> _DATASET ROWS_
-.-.-
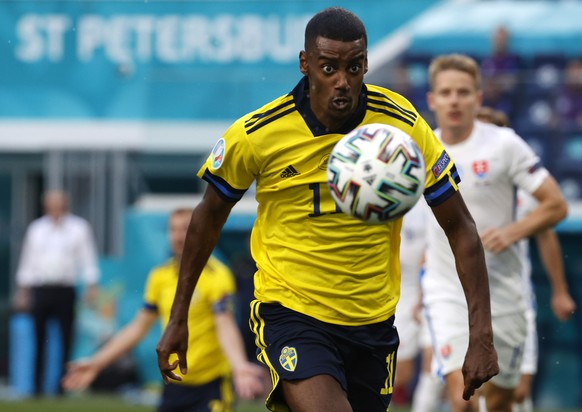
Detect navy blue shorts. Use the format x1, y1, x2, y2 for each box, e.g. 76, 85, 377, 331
250, 300, 399, 412
157, 377, 234, 412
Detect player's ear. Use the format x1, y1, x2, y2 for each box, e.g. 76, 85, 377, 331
299, 50, 309, 76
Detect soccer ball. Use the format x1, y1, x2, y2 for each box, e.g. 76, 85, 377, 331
327, 123, 426, 224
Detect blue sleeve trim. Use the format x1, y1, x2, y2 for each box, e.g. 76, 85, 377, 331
202, 169, 246, 203
424, 165, 461, 207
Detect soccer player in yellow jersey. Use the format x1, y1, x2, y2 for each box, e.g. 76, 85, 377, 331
157, 7, 498, 412
63, 209, 263, 412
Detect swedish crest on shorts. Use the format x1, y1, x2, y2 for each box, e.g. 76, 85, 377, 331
279, 346, 297, 372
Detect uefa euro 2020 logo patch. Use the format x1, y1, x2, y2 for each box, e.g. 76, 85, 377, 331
211, 138, 226, 169
279, 346, 297, 372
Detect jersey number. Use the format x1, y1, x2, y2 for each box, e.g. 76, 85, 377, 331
380, 351, 396, 395
309, 183, 341, 217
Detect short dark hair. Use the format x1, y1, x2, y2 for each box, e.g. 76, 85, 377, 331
305, 7, 368, 50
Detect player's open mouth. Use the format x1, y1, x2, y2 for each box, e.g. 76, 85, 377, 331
331, 97, 350, 110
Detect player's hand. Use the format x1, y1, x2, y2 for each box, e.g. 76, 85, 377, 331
61, 359, 99, 391
462, 339, 499, 401
232, 362, 266, 400
156, 319, 188, 383
481, 227, 515, 253
552, 292, 576, 322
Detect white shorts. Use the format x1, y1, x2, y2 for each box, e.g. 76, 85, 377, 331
426, 302, 527, 389
394, 286, 420, 360
521, 308, 538, 375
-.-.-
Turn every line of the rows above into a numbered list, skipping blank lines and leaving out the pictures.

1. Detect navy blue shorts. Use the format x1, y1, x2, y2 for each box, e.g. 76, 85, 377, 331
2. 250, 300, 399, 412
3. 157, 377, 234, 412
4. Detect player's ear. Use the format x1, y1, x2, y2 for each box, e.g. 76, 85, 377, 331
5. 299, 50, 309, 76
6. Detect soccer ball. Use the format x1, y1, x2, y2 for each box, e.g. 76, 85, 377, 331
7. 327, 123, 426, 224
8. Detect blue sleeve trim. Use the format x1, y1, x2, y2 for each box, e.g. 76, 85, 377, 331
9. 202, 169, 246, 203
10. 424, 165, 461, 207
11. Detect soccer player in yellow jersey. Use the format x1, y1, x2, y2 for each box, e.g. 76, 85, 377, 331
12. 157, 7, 498, 412
13. 63, 209, 263, 412
14. Detect swedish crest on shorts. Use the format x1, y1, x2, y2 for each box, e.g. 76, 85, 377, 331
15. 279, 346, 297, 372
16. Detect uefa euro 2020 logo patch. Use the format x1, y1, x2, y2 for each box, e.g. 76, 85, 377, 331
17. 211, 138, 226, 169
18. 279, 346, 297, 372
19. Detect jersey number. Use the format x1, y1, x2, y2 for each box, e.g. 76, 85, 377, 331
20. 380, 351, 396, 395
21. 309, 183, 341, 217
22. Detect short dark hair. Use the format x1, y1, x2, y2 for each box, e.g. 76, 85, 377, 331
23. 305, 7, 368, 50
24. Detect player's open mouth. Use the format x1, y1, x2, y2 for each box, e.g. 76, 85, 377, 331
25. 331, 97, 350, 110
26. Detect player's hand. Use the format x1, y1, x2, y2 for each box, e.g. 76, 85, 377, 331
27. 61, 359, 99, 391
28. 462, 339, 499, 401
29. 232, 362, 266, 400
30. 156, 319, 188, 383
31. 481, 227, 515, 253
32. 552, 292, 576, 322
33. Detect white shorts. Use the format x1, y1, x2, y2 for each box, e.g. 76, 85, 377, 331
34. 426, 302, 527, 389
35. 394, 286, 420, 360
36. 521, 308, 538, 375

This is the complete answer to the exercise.